[Region pointing data]
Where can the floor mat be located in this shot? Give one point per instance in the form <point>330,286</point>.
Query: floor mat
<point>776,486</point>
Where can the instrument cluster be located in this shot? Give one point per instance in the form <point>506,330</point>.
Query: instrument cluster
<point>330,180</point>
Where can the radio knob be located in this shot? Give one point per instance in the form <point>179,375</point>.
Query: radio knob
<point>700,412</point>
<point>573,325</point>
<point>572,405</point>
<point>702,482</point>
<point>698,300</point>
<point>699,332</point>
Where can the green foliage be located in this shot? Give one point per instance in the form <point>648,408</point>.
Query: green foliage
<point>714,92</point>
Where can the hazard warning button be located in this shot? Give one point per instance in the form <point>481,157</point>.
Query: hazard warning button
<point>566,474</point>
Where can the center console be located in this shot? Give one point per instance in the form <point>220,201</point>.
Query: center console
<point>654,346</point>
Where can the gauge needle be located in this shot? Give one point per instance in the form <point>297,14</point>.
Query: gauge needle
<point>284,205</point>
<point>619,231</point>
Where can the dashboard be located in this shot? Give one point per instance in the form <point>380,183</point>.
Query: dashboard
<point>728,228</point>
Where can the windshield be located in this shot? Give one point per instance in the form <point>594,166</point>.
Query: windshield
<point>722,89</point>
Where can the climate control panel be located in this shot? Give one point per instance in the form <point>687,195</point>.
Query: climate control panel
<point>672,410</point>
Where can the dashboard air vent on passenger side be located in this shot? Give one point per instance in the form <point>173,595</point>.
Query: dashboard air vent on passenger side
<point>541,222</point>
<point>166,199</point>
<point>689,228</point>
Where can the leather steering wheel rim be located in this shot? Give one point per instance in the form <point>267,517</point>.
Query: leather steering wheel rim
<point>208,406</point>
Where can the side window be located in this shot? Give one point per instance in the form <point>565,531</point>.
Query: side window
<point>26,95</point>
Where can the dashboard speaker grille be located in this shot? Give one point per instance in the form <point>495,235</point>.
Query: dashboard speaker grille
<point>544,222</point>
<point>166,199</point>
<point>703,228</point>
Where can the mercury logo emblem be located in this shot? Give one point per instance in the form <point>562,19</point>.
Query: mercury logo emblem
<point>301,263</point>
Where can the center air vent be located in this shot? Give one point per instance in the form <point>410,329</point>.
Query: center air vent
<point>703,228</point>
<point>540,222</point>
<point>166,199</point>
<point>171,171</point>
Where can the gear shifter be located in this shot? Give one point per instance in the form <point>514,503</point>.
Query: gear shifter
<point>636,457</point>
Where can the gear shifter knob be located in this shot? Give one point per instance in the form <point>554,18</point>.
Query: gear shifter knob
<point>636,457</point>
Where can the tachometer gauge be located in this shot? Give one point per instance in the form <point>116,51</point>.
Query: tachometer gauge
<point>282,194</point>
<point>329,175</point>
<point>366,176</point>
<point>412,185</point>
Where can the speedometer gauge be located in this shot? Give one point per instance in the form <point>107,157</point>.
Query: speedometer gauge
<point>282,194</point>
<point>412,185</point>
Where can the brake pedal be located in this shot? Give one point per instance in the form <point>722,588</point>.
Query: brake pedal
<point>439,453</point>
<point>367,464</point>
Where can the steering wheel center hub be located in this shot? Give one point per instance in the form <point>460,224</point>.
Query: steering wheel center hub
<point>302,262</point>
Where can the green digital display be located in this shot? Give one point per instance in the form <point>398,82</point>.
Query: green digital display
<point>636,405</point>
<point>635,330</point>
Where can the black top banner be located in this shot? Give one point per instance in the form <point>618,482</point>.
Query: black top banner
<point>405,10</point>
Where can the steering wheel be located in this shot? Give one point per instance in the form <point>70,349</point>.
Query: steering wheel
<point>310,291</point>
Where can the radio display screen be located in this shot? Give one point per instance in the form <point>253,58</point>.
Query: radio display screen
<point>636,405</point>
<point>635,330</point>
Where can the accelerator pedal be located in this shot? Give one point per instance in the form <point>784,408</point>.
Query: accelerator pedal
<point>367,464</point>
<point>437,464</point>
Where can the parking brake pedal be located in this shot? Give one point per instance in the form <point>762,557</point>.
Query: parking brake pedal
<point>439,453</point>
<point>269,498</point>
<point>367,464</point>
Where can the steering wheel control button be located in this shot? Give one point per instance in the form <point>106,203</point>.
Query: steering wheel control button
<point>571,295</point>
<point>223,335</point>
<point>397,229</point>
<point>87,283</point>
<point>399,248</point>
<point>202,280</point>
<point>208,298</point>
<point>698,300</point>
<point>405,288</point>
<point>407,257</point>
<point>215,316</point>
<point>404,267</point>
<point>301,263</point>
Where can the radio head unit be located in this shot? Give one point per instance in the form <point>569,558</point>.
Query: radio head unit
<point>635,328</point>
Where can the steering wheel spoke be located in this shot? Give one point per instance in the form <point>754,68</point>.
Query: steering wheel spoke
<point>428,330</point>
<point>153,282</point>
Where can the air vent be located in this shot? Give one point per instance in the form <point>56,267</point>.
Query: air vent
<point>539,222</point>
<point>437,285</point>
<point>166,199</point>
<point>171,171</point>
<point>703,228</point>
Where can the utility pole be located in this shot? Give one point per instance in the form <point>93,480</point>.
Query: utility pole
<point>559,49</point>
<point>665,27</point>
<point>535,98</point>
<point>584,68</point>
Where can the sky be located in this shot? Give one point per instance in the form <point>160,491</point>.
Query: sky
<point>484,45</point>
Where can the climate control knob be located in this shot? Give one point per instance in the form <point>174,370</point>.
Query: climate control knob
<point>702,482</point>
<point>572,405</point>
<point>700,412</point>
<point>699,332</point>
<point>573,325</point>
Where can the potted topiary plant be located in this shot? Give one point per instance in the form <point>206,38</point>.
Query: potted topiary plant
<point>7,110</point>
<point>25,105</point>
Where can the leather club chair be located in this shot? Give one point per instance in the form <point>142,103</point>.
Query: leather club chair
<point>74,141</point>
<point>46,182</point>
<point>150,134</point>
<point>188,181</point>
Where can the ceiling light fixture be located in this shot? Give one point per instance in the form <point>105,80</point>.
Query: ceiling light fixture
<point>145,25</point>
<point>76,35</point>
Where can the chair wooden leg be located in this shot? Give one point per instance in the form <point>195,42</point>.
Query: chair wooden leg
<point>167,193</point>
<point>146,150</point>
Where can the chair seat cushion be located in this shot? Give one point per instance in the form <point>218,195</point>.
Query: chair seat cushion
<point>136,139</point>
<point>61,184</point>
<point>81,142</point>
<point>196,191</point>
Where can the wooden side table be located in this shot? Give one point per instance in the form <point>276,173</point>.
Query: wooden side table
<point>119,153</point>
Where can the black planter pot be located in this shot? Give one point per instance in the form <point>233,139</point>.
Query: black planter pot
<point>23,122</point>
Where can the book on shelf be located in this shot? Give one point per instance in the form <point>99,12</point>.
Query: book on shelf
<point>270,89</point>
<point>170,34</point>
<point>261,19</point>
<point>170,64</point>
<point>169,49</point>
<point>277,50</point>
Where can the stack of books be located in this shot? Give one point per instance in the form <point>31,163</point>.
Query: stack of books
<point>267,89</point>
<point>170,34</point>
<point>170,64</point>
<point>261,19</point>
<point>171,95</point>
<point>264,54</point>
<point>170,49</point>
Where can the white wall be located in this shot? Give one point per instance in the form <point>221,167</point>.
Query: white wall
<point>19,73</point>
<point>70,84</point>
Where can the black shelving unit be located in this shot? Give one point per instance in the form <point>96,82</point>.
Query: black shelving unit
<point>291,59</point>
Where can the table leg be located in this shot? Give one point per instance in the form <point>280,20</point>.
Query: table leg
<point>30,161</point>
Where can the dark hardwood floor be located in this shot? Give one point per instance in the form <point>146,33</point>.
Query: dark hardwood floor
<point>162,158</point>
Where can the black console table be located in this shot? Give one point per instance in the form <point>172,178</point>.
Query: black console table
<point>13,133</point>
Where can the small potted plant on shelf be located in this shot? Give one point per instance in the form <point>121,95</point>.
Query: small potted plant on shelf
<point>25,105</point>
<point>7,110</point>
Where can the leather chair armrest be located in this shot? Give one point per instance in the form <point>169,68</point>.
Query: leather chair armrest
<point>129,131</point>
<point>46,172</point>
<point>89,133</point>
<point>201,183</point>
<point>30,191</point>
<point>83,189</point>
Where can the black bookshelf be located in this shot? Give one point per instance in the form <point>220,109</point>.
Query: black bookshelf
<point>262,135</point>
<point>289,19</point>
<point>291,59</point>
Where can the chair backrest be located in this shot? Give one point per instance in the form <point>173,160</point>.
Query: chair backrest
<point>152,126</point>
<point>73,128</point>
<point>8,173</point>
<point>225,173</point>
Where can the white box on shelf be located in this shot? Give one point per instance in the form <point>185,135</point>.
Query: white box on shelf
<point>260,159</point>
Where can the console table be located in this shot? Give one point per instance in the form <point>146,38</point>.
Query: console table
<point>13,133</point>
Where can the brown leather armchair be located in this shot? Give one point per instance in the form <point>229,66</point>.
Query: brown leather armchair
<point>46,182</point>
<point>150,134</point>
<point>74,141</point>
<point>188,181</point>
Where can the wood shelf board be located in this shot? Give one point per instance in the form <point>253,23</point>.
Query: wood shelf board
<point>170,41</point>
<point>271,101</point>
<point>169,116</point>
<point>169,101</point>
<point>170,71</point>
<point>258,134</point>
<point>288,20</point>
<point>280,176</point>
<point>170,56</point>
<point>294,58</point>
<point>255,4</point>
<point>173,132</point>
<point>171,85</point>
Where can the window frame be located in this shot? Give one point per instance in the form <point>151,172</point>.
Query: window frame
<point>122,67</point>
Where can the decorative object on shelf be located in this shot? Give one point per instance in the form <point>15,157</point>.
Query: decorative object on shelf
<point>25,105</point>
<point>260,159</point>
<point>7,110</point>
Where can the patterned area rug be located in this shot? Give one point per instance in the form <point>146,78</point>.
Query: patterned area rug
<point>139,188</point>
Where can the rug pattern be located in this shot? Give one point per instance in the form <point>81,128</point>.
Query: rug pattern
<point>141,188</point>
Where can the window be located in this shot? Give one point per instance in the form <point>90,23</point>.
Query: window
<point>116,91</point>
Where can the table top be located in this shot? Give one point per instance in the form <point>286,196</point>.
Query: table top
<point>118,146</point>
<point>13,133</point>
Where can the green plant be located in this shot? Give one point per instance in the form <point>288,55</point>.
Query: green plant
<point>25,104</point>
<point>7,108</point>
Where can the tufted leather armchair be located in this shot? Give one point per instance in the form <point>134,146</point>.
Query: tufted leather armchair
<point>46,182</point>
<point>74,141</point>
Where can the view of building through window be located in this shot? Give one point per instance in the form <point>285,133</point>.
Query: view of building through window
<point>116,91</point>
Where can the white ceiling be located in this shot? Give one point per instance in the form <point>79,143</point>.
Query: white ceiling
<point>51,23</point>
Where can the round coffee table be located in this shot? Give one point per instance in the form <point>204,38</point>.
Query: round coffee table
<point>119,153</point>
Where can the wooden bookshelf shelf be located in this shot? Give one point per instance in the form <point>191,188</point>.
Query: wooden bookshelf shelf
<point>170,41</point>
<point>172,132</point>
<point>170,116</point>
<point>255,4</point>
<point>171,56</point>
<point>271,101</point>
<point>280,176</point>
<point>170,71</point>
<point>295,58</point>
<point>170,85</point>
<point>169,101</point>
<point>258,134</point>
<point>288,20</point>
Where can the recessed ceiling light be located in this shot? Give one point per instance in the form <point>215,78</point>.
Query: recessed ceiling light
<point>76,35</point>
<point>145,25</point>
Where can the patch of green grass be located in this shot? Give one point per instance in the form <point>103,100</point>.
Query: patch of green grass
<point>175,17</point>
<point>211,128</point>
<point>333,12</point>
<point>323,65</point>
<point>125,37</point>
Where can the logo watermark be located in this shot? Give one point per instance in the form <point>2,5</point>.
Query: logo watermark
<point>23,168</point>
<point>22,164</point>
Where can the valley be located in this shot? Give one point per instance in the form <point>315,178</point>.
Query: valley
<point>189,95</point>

## TASK ITEM
When the line with "Query: chair seat cushion" is reached in the data above, start copying there, and copy each line exactly until the line with "Where can the dark" has been copied; copy nothing else.

## RESPONSE BELOW
Query: chair seat cushion
<point>136,139</point>
<point>61,184</point>
<point>81,142</point>
<point>196,191</point>
Where can the wooden side table be located in this shot? Give one point per instance in the form <point>276,173</point>.
Query: wooden side table
<point>119,153</point>
Where can the black planter pot be located in this shot? Give one point per instance in the form <point>233,139</point>.
Query: black planter pot
<point>23,122</point>
Where can the book on shelf be located in this shot? Give one point per instance in the form <point>99,12</point>.
Query: book on shelf
<point>270,89</point>
<point>170,34</point>
<point>261,19</point>
<point>170,64</point>
<point>169,49</point>
<point>277,50</point>
Where can the stack of books be located in this shot? Give one point per instance in the form <point>31,163</point>.
Query: stack of books
<point>267,89</point>
<point>170,34</point>
<point>170,64</point>
<point>261,19</point>
<point>171,95</point>
<point>264,54</point>
<point>170,49</point>
Where can the white wall be located in this shot? Give one point per instance in the form <point>221,167</point>.
Query: white wall
<point>19,73</point>
<point>70,84</point>
Where can the black shelving unit be located in this shot? Give one point per instance in the form <point>96,82</point>.
Query: black shelving unit
<point>291,59</point>
Where can the table leg be located in this shot? Give one point per instance in the form <point>280,20</point>.
Query: table leg
<point>30,161</point>
Where can the dark hardwood floor be located in this shot? Give one point per instance in the form <point>146,33</point>.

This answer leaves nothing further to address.